— START TEXT TO READ —

If I remember correctly she started out as a social media consultant so Edgar
was obviously a good fit. How much do you want to make Yala a winner? I think
doing so would mean drinking the social media marketing kool aid. If you don't
already, you should start by following Gary Vaynerchuk.

You're asking how to market your company in the digital age..considering the
company you founded my guess would be you already know the answer. Your blog
is active but I couldn't find a link for it on your home page. Maybe you
should consider directing traffic there and hosting it on Medium.

The first thing I noticed while comparing your blog to MeetEdgar's is that
theirs seems a lot more targeted.
[https://blog.yalabot.com/](https://blog.yalabot.com/)
[http://blog.meetedgar.com/](http://blog.meetedgar.com/) While it's awesome
that you're appealing to the tech crowd, maybe you should center your content
around giving social media marketing advice (Gary Vaynerchuk will make this
easier). Vaynermedia also has an office at the Transbay WeWork in Sf. I've met
the copywriter that works there. I don't think it would hurt to reach out to
people like that and ask for advice.

Personally I found out about MeetEdgar from the The TropicalMBA and
EmpireFlippers podcasts. I could see you being featured on CodeNewbie. "The
Hackathon Startup" \- or something - in the theme of how she typically names
her episodes.

I'd say you should also try to be featured on Startups For the Rest of Us but
after googling I see Laura's already been there. I'd try anyway.

Some random tips on this:

1\. When I was listening to Gary Vee's last audiobook I remember him talking
about a time a Sony exec or something gave him advice. He said, basically
'don't take a tv interview unless your record is about to come out' (I'm
butchering it). Basically, if you decide to content market in the form of
being featured on podcasts then wait until you've made some more progress with
Kala, when you're excited and rife with ideas.

— END TEXT TO READ —

* _COMPLETE THE FOLLOWING_:
[1] Change "home page" to "landing page" in the forum reply, and give back everything from "You're asking how" down to "it on Medium." with that one swap made.
[2] Write what comes next in the forum reply on marketing, picking up right after its final sentence.
You won't need the records for this.

— START SUPPLIED ENTRIES —

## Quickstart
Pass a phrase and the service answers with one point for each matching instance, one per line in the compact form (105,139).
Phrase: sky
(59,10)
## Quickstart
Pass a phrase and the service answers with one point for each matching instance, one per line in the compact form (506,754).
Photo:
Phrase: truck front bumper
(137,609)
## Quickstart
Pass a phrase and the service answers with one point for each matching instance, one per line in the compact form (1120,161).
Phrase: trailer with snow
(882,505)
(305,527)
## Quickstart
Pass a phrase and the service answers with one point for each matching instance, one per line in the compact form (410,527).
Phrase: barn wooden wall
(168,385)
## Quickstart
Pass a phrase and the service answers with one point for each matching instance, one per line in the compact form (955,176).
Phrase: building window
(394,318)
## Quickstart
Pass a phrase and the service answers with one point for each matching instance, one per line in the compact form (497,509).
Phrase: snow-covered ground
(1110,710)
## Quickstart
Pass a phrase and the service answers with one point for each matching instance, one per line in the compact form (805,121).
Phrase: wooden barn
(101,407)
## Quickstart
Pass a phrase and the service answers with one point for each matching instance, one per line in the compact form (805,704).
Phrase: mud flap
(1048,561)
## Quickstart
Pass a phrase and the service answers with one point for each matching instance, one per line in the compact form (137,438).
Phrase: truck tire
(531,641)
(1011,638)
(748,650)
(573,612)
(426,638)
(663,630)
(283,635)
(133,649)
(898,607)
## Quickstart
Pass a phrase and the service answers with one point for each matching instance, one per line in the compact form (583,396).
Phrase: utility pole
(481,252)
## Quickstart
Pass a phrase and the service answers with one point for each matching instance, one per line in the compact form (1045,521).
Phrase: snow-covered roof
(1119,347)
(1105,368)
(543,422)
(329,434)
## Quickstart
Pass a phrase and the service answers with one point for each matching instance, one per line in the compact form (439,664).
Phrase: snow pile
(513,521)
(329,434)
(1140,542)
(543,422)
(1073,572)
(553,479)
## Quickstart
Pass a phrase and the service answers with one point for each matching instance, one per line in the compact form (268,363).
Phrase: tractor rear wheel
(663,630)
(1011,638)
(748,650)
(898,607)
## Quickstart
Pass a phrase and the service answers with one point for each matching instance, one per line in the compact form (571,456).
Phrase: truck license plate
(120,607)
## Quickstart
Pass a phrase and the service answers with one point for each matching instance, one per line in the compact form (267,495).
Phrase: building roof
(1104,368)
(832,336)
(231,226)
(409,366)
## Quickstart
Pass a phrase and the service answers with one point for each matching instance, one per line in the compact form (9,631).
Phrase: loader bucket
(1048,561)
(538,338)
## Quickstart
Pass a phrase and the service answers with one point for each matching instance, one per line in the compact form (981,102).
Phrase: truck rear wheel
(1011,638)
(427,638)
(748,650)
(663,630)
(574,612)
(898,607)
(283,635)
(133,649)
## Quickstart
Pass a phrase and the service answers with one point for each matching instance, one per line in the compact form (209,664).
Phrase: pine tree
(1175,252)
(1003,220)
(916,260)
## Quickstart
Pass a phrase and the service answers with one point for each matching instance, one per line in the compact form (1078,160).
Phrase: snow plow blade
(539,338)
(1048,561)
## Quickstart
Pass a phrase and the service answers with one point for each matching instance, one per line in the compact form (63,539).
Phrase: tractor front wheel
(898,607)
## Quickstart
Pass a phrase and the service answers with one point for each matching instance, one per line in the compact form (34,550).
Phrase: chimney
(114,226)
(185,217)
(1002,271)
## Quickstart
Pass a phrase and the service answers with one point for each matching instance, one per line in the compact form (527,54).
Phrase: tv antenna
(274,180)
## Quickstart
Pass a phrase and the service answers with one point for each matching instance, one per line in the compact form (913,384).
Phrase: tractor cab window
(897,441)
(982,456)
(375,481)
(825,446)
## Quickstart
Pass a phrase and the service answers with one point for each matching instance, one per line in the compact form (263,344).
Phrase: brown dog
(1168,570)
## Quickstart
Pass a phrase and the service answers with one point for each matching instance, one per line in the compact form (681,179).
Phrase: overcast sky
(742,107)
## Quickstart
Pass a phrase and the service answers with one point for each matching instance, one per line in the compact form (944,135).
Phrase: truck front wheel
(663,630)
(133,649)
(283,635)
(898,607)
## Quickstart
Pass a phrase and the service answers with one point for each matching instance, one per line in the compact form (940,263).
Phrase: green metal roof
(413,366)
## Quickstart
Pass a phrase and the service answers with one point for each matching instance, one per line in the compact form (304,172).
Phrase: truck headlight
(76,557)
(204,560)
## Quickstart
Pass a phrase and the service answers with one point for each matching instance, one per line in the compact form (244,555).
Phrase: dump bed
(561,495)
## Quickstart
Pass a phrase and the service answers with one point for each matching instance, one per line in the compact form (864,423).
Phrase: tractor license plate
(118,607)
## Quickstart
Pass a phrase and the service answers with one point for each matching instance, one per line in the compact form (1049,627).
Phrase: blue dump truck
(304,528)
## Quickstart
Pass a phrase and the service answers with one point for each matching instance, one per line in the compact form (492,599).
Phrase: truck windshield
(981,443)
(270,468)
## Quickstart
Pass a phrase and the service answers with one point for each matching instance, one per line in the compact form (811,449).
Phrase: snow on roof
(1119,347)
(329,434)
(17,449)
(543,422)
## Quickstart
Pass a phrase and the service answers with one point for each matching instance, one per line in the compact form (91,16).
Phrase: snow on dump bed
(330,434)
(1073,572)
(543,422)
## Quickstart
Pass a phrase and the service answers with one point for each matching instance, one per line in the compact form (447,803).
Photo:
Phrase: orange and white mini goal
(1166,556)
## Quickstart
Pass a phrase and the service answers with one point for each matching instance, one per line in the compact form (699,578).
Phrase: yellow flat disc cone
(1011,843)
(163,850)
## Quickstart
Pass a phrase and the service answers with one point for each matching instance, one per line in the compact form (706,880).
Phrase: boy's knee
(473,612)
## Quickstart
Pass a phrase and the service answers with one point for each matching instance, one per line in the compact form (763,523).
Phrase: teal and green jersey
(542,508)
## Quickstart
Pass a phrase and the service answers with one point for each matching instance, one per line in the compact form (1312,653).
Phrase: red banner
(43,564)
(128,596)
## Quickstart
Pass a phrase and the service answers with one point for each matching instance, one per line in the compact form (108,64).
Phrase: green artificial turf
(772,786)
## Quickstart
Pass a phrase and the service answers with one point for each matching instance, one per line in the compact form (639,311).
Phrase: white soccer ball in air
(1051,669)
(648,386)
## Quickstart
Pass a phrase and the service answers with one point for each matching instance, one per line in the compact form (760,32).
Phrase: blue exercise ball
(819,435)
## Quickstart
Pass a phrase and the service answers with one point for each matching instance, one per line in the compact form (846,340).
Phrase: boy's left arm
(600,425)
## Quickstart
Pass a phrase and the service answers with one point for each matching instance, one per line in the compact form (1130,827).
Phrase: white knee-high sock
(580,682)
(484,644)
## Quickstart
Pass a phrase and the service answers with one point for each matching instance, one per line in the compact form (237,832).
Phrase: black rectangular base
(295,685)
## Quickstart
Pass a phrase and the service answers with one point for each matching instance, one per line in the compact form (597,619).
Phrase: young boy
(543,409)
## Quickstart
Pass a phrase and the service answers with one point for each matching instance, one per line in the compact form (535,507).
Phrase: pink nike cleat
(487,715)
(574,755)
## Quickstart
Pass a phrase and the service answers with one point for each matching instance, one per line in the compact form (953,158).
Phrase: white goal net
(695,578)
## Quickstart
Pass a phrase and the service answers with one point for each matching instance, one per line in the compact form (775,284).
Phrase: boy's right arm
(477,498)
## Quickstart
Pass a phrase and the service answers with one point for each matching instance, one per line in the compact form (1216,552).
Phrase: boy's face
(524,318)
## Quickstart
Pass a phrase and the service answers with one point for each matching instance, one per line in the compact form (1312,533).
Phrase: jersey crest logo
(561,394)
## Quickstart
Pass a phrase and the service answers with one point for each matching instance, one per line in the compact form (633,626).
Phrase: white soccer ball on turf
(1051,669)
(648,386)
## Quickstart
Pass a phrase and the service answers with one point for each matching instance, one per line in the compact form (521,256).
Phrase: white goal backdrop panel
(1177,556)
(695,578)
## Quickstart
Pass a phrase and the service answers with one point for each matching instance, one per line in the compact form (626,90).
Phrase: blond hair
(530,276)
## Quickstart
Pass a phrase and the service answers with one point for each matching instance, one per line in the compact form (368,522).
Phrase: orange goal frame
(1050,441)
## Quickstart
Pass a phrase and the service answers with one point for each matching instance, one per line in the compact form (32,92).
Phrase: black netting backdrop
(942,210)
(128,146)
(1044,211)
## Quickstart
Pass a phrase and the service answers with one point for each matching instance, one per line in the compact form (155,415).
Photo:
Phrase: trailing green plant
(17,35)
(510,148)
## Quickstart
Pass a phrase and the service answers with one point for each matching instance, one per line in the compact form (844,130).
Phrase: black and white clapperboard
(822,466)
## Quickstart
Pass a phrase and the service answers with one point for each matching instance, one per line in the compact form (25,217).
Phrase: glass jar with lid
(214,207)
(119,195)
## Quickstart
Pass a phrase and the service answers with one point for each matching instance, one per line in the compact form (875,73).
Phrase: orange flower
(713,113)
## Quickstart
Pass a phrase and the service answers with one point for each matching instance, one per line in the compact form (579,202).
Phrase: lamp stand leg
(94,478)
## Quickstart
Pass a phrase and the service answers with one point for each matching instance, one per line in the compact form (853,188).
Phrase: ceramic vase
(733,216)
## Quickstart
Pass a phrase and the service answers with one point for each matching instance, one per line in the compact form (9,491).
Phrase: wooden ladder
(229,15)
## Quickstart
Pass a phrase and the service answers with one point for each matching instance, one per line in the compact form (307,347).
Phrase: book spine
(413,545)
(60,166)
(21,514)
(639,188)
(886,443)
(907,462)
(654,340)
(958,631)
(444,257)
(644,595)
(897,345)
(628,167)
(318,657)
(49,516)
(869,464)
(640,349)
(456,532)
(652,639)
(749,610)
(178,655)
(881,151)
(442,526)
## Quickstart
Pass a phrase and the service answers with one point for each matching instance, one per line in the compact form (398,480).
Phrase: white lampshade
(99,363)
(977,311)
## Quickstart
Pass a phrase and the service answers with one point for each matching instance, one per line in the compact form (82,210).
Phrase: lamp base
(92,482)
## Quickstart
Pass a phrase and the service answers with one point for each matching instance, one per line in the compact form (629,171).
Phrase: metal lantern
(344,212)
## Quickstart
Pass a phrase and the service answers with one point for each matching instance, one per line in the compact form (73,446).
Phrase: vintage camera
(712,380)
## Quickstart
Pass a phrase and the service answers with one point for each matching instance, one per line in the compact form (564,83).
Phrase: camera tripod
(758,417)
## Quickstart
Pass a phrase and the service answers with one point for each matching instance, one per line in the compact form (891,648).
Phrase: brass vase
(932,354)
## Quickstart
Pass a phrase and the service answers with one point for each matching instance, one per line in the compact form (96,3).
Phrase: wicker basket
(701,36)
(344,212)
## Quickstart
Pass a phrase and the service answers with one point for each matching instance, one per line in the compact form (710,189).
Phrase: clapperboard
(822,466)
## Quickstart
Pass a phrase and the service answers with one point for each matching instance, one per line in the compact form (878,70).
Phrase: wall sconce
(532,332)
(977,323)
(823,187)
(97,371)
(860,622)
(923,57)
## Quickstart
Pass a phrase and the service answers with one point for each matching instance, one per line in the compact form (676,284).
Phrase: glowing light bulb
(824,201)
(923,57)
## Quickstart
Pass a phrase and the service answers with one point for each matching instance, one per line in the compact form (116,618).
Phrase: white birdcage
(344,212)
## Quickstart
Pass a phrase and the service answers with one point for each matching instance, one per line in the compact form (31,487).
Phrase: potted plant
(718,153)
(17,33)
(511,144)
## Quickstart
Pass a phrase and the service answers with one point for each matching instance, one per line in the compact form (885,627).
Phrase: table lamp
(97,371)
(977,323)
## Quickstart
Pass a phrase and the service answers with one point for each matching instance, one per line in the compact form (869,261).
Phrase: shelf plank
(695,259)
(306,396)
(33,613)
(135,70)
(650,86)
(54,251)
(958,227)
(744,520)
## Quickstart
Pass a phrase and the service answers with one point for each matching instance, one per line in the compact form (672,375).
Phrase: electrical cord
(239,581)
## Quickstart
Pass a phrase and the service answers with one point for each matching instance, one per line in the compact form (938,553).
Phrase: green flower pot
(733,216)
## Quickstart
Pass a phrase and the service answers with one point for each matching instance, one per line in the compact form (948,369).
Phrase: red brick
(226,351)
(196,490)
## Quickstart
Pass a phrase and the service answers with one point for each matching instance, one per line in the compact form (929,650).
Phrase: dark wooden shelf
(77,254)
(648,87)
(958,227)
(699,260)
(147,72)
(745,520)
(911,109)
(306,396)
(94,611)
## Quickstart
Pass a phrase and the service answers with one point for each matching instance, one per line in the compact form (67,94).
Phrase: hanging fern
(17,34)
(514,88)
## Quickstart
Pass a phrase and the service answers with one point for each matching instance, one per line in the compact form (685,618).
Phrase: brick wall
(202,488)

— END SUPPLIED ENTRIES —

* _THE RESULTS_:
[1]
You're asking how to market your company in the digital age..considering the
company you founded my guess would be you already know the answer. Your blog
is active but I couldn't find a link for it on your landing page. Maybe you
should consider directing traffic there and hosting it on Medium.

[2]
2\. I was watching a Sophia Amoruso interview last night
([https://www.youtube.com/watch?v=S4w_v4PCvMg](https://www.youtube.com/watch?v=S4w_v4PCvMg))
and she was giving her tips on dealing with media and she basically said to
have an assistant send the intro and hinted at using a fake email if you don't
really have an assistant. She's built a successful company and her first book
sold 200,000 copies, so take it from her.

------
csallen
Congrats! Now comes the hard part. Launch is a huge event, but it's typically
difficult to get that level of press in the following months. You'll mostly
have to grow on your own.

The holy grail is massive, sustained, free word-of-mouth growth. You mentioned
achieving product-market fit? That's usually what it looks like: You've
identified a group of people who have a valuable problem, your product does a
badass job solving it for them, your marketing appeals to these people
specifically, and they are talking to each other about your product with
enthusiasm.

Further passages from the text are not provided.